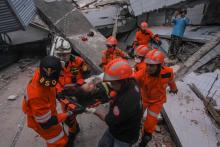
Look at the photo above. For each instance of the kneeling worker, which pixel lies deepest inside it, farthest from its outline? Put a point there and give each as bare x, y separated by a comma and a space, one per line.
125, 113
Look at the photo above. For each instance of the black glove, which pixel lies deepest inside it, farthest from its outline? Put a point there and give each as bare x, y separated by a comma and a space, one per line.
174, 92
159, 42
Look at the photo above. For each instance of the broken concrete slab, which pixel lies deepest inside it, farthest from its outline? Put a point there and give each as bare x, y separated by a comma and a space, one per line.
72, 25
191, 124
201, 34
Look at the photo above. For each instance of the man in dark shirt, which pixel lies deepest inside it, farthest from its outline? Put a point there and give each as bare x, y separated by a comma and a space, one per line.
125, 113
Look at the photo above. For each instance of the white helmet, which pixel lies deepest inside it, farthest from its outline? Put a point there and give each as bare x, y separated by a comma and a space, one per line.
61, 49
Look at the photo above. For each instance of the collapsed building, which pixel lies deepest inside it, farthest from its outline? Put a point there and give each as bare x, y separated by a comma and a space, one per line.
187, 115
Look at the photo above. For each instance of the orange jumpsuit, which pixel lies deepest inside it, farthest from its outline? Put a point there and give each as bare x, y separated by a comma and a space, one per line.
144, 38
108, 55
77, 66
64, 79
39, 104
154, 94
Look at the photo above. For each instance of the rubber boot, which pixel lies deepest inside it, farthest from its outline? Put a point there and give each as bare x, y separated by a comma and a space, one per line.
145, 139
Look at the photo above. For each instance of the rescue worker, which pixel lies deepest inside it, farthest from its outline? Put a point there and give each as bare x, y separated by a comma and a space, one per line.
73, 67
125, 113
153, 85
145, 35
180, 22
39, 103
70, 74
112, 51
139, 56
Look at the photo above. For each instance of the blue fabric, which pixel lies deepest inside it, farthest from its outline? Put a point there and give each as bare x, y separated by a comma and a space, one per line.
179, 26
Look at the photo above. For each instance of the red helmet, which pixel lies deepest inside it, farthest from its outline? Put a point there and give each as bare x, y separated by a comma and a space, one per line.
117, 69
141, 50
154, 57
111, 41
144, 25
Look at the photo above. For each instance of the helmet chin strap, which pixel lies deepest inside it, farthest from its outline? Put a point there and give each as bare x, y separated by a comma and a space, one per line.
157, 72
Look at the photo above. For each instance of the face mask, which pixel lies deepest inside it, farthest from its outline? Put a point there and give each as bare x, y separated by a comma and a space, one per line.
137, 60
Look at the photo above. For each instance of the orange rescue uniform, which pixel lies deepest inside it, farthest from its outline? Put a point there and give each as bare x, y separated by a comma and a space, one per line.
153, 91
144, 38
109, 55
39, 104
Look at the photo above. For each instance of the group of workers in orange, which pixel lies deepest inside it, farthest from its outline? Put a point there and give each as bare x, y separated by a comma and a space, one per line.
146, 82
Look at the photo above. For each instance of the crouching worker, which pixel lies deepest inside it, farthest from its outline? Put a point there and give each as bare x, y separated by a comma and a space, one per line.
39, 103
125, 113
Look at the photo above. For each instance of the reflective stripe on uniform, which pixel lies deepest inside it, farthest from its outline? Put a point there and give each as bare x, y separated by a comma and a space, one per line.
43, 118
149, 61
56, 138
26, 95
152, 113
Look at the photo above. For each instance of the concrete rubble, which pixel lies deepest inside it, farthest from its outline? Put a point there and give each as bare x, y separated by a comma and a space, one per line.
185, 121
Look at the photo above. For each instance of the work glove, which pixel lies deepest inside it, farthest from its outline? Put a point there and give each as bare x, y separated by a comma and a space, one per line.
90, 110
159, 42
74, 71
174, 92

Problem to solve
Reproduce the lines of the entries above exactly, but only from the line containing "Look at the photo above. For each instance of the red" through the final line.

Reply
Look at the photo above. For each instance of the red helmet, which pixel lies deepest inside it, farthest from its outline? Put a point there and give each as bare x, y separated by a comma and a space, one per line.
117, 69
141, 50
154, 57
111, 41
144, 25
Look at the photo above. For each instance of the helmet chin strap, which pixel lies deepest inside it, farthest from its outline? Put a point there and give each as bare x, y separated by a comma and a space, one per line.
157, 72
Look at the photo above. For each instance of the face mask, which pixel lies deepest inside it, farthest from its outline? Put a point there and give each as bare x, y separated by a comma and a space, one per line.
137, 60
Look at the photo above. For each instance of the orange rescue uniform, which pixel lies deepest inside it, farthest from its outline? Put a point there and give each as bare x, y separated by a comma and a space, one per line.
153, 91
144, 38
109, 55
39, 104
Look at the photo above. For each instance of the group of workers in orange, which pixel lies deepest inside it, farthest from its outline? Put a point there and give each as bare x, y separated by a comma and a space, one per line.
146, 82
Look at the photo above. For each instance of the crouching worker, which pixel lies deepest inside it, farthest from its outline? Put a point there and give each as bare x, y separated by a comma and a space, one per line.
39, 103
125, 113
Look at the photo above. For each instance of the reflective stripe on uniform, which pixel lies deepest inside it, farthest from its outline? Put a point there and give each as bare x, y separated by a comma and a space, one per line.
43, 118
149, 61
56, 138
26, 95
152, 113
Look at the photo above. For each instance of the concrete rubble, which pixel lies deepest inside it, farthest from its outline? Put a point there and give each as bare x, y separated by a comma and a space, one per line.
185, 121
Look at the photo above. For each instance of the work glove, which pixel lies deepest inside it, farthest from its outline? Put a point there and give each as bare x, y separated by a comma and a space, one per line.
90, 110
159, 42
74, 71
174, 92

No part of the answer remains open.